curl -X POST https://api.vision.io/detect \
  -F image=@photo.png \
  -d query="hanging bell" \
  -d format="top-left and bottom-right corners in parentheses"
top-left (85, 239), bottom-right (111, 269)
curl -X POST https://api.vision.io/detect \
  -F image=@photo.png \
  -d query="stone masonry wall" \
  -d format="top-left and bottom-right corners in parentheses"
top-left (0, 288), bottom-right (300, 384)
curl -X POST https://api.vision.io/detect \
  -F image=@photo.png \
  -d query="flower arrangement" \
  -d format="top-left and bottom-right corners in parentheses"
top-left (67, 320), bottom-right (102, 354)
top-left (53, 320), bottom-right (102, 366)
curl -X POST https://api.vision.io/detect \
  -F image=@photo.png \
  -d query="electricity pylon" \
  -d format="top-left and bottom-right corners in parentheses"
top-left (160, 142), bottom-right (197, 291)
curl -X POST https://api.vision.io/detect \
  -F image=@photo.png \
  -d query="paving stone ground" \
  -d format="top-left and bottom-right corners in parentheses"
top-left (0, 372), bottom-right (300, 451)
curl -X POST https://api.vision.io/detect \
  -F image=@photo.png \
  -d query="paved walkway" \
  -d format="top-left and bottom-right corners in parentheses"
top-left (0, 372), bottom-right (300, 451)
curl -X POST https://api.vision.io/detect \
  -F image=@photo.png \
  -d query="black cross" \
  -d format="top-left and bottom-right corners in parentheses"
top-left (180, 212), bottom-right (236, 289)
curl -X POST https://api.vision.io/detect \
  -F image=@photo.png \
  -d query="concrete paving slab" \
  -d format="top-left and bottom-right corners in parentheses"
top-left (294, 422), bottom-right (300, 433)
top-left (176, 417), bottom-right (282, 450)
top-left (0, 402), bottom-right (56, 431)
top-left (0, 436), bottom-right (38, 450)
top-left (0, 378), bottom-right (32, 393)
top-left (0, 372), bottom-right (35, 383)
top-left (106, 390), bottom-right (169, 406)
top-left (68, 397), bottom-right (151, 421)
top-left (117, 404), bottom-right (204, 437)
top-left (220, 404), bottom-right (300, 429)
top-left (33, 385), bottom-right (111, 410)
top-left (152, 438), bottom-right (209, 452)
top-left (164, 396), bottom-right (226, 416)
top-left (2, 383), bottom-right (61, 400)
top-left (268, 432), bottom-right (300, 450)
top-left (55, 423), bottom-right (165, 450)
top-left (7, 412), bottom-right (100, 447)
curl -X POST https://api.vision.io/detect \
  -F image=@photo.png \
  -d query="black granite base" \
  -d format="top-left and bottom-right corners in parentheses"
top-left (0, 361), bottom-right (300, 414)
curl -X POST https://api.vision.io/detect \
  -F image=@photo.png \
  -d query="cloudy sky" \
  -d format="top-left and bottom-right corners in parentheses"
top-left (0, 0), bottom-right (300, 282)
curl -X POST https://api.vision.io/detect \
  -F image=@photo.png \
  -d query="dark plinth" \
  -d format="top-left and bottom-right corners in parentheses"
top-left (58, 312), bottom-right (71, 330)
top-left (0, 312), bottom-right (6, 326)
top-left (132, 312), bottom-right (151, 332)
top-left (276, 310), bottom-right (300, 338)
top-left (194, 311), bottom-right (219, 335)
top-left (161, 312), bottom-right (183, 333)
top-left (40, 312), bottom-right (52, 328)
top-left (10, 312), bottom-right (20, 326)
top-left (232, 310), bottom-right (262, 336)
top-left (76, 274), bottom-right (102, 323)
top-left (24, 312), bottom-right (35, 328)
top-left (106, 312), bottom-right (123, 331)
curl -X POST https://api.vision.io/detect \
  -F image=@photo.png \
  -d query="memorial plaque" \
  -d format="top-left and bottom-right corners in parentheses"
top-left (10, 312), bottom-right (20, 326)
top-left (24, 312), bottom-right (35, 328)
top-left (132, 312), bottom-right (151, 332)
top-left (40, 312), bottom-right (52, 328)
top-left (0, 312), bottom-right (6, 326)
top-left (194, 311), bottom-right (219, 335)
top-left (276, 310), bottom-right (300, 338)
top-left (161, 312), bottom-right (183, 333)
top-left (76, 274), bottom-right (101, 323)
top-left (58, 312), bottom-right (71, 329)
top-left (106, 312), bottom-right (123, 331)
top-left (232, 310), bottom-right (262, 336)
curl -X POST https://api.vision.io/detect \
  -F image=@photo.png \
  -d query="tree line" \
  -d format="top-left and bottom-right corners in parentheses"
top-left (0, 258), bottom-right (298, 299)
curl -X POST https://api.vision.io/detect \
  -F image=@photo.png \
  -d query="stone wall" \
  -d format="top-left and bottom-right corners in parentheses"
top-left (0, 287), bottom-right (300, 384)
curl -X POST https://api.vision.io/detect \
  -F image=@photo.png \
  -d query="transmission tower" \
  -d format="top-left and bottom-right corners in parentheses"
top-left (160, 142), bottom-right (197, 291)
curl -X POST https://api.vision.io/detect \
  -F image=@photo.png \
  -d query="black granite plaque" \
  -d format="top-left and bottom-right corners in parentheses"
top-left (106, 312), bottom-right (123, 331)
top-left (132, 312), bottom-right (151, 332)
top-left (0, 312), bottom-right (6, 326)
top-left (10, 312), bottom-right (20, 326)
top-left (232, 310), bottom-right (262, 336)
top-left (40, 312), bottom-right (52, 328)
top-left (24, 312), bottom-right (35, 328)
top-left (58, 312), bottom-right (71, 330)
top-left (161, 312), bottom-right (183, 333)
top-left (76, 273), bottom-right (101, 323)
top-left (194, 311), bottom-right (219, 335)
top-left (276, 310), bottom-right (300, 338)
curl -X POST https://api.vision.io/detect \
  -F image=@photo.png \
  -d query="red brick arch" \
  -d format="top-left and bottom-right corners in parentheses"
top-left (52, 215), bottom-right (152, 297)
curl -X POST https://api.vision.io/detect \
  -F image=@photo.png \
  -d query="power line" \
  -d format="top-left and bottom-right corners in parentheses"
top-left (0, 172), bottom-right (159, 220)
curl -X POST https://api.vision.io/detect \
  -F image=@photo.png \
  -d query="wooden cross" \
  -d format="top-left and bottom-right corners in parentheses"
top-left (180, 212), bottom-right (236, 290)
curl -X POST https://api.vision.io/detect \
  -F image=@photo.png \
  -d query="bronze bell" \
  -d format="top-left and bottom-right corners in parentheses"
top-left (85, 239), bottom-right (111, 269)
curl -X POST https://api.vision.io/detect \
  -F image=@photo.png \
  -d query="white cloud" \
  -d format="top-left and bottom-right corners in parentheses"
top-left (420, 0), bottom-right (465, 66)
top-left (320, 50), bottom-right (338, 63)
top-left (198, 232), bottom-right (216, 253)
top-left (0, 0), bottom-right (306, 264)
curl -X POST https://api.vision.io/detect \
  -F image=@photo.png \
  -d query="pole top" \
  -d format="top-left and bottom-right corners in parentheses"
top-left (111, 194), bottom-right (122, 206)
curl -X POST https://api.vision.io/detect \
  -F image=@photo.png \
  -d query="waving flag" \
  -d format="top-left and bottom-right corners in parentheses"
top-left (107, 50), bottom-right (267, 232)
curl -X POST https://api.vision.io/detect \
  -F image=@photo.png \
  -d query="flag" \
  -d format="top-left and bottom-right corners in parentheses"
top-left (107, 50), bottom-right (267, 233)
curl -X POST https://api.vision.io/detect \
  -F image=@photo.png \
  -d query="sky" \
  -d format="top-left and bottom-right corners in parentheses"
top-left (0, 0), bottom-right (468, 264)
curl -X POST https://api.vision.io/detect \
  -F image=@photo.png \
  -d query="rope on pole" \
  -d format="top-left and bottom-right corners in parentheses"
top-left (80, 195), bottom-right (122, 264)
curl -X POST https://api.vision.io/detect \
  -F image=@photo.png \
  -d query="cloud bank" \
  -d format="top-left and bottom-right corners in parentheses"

*To do*.
Copy out all of the items above word for word.

*Answer to the task*.
curl -X POST https://api.vision.io/detect \
  -F image=@photo.png \
  -d query="hanging bell" \
  -d format="top-left and bottom-right corners in parentheses"
top-left (85, 239), bottom-right (111, 269)
curl -X POST https://api.vision.io/detect \
  -F image=@photo.png \
  -d query="stone masonry wall" \
  -d format="top-left and bottom-right corners in parentheses"
top-left (0, 288), bottom-right (300, 384)
curl -X POST https://api.vision.io/detect \
  -F image=@photo.png \
  -d query="flower arrangement" \
  -d format="top-left and bottom-right corners in parentheses"
top-left (67, 320), bottom-right (102, 354)
top-left (53, 320), bottom-right (102, 366)
curl -X POST https://api.vision.io/detect \
  -F image=@photo.png \
  -d query="electricity pylon" \
  -d format="top-left and bottom-right corners in parentheses"
top-left (160, 142), bottom-right (197, 291)
curl -X POST https://api.vision.io/detect \
  -F image=@photo.png \
  -d query="paving stone ground" \
  -d format="top-left and bottom-right corners in parentheses"
top-left (0, 372), bottom-right (300, 451)
curl -X POST https://api.vision.io/detect \
  -F image=@photo.png \
  -d query="paved walkway" \
  -d format="top-left and bottom-right corners in parentheses"
top-left (0, 372), bottom-right (300, 451)
curl -X POST https://api.vision.io/detect \
  -F image=@photo.png \
  -d query="black cross" \
  -d format="top-left and bottom-right corners in parentheses"
top-left (180, 212), bottom-right (236, 289)
curl -X POST https://api.vision.io/detect \
  -F image=@photo.png \
  -d query="concrete paving slab" \
  -d format="top-left and bottom-right corners in parentheses"
top-left (294, 422), bottom-right (300, 433)
top-left (176, 417), bottom-right (282, 450)
top-left (0, 402), bottom-right (56, 431)
top-left (0, 436), bottom-right (38, 450)
top-left (0, 378), bottom-right (32, 393)
top-left (0, 372), bottom-right (35, 383)
top-left (106, 390), bottom-right (169, 406)
top-left (68, 397), bottom-right (151, 421)
top-left (117, 404), bottom-right (204, 437)
top-left (220, 404), bottom-right (300, 429)
top-left (33, 385), bottom-right (111, 410)
top-left (152, 438), bottom-right (209, 452)
top-left (164, 396), bottom-right (226, 416)
top-left (2, 383), bottom-right (61, 400)
top-left (268, 432), bottom-right (300, 450)
top-left (55, 423), bottom-right (165, 450)
top-left (7, 412), bottom-right (100, 447)
curl -X POST https://api.vision.io/detect \
  -F image=@photo.png \
  -d query="black granite base" \
  -d format="top-left and bottom-right corners in parentheses"
top-left (0, 361), bottom-right (300, 414)
curl -X POST https://api.vision.io/detect \
  -F image=@photo.png \
  -d query="cloudy sky" \
  -d format="top-left and bottom-right corners in parentheses"
top-left (0, 0), bottom-right (300, 282)
curl -X POST https://api.vision.io/detect \
  -F image=@photo.png \
  -d query="dark plinth" \
  -d format="top-left and bottom-right corners in parentheses"
top-left (58, 312), bottom-right (71, 330)
top-left (0, 312), bottom-right (6, 326)
top-left (132, 312), bottom-right (151, 332)
top-left (276, 310), bottom-right (300, 338)
top-left (194, 311), bottom-right (219, 335)
top-left (161, 312), bottom-right (183, 333)
top-left (40, 312), bottom-right (52, 328)
top-left (10, 312), bottom-right (20, 326)
top-left (232, 310), bottom-right (262, 336)
top-left (76, 274), bottom-right (102, 323)
top-left (24, 312), bottom-right (35, 328)
top-left (106, 312), bottom-right (123, 331)
curl -X POST https://api.vision.io/detect \
  -F image=@photo.png \
  -d query="memorial plaque" \
  -d format="top-left and bottom-right corners in parentheses"
top-left (10, 312), bottom-right (20, 326)
top-left (24, 312), bottom-right (35, 328)
top-left (132, 312), bottom-right (151, 332)
top-left (40, 312), bottom-right (52, 328)
top-left (0, 312), bottom-right (6, 326)
top-left (194, 311), bottom-right (219, 335)
top-left (276, 310), bottom-right (300, 338)
top-left (161, 312), bottom-right (183, 333)
top-left (76, 274), bottom-right (101, 323)
top-left (58, 312), bottom-right (71, 329)
top-left (106, 312), bottom-right (123, 331)
top-left (232, 310), bottom-right (262, 336)
curl -X POST https://api.vision.io/detect \
  -F image=@photo.png \
  -d query="tree line" \
  -d format="top-left and bottom-right corners in parentheses"
top-left (0, 258), bottom-right (298, 299)
curl -X POST https://api.vision.io/detect \
  -F image=@photo.png \
  -d query="stone wall" \
  -d format="top-left and bottom-right corners in parentheses"
top-left (0, 287), bottom-right (300, 384)
curl -X POST https://api.vision.io/detect \
  -F image=@photo.png \
  -d query="transmission tower" \
  -d format="top-left and bottom-right corners in parentheses"
top-left (160, 142), bottom-right (197, 291)
curl -X POST https://api.vision.io/detect \
  -F image=@photo.png \
  -d query="black granite plaque" \
  -d format="top-left and bottom-right corners in parentheses"
top-left (106, 312), bottom-right (123, 331)
top-left (132, 312), bottom-right (151, 332)
top-left (0, 312), bottom-right (6, 326)
top-left (10, 312), bottom-right (20, 326)
top-left (232, 310), bottom-right (262, 336)
top-left (40, 312), bottom-right (52, 328)
top-left (24, 312), bottom-right (35, 328)
top-left (58, 312), bottom-right (71, 330)
top-left (161, 312), bottom-right (183, 333)
top-left (76, 273), bottom-right (101, 323)
top-left (194, 311), bottom-right (219, 335)
top-left (276, 310), bottom-right (300, 338)
curl -X POST https://api.vision.io/detect \
  -F image=@photo.png \
  -d query="red brick arch" \
  -d format="top-left and bottom-right corners in parentheses"
top-left (52, 215), bottom-right (152, 297)
curl -X POST https://api.vision.io/detect \
  -F image=@photo.png \
  -d query="power line" \
  -d format="top-left and bottom-right corners in parentheses"
top-left (0, 172), bottom-right (159, 220)
curl -X POST https://api.vision.io/detect \
  -F image=@photo.png \
  -d query="wooden cross" \
  -d format="top-left and bottom-right corners in parentheses"
top-left (180, 212), bottom-right (236, 290)
curl -X POST https://api.vision.io/detect \
  -F image=@photo.png \
  -d query="bronze bell" \
  -d format="top-left and bottom-right corners in parentheses"
top-left (85, 239), bottom-right (111, 269)
curl -X POST https://api.vision.io/detect \
  -F image=@photo.png \
  -d query="white cloud" \
  -d format="top-left and bottom-right corners in parentheses"
top-left (420, 0), bottom-right (465, 66)
top-left (320, 50), bottom-right (338, 63)
top-left (198, 232), bottom-right (216, 253)
top-left (0, 0), bottom-right (306, 264)
curl -X POST https://api.vision.io/detect \
  -F image=@photo.png \
  -d query="pole top" \
  -d format="top-left and bottom-right corners in parentheses"
top-left (111, 194), bottom-right (122, 206)
curl -X POST https://api.vision.io/detect \
  -F image=@photo.png \
  -d query="waving flag" \
  -d format="top-left and bottom-right corners in parentheses"
top-left (107, 50), bottom-right (267, 232)
curl -X POST https://api.vision.io/detect \
  -F image=@photo.png \
  -d query="flag" \
  -d format="top-left and bottom-right corners in parentheses"
top-left (107, 50), bottom-right (267, 233)
curl -X POST https://api.vision.io/detect \
  -F image=@photo.png \
  -d query="sky" \
  -d format="top-left and bottom-right corners in parentheses"
top-left (0, 0), bottom-right (468, 264)
curl -X POST https://api.vision.io/detect \
  -F image=@photo.png \
  -d query="rope on pole" \
  -d format="top-left and bottom-right corners in parentheses"
top-left (80, 195), bottom-right (122, 264)
curl -X POST https://api.vision.io/detect \
  -F image=@photo.png \
  -d query="cloud bank" \
  -d format="top-left and bottom-right corners in parentheses"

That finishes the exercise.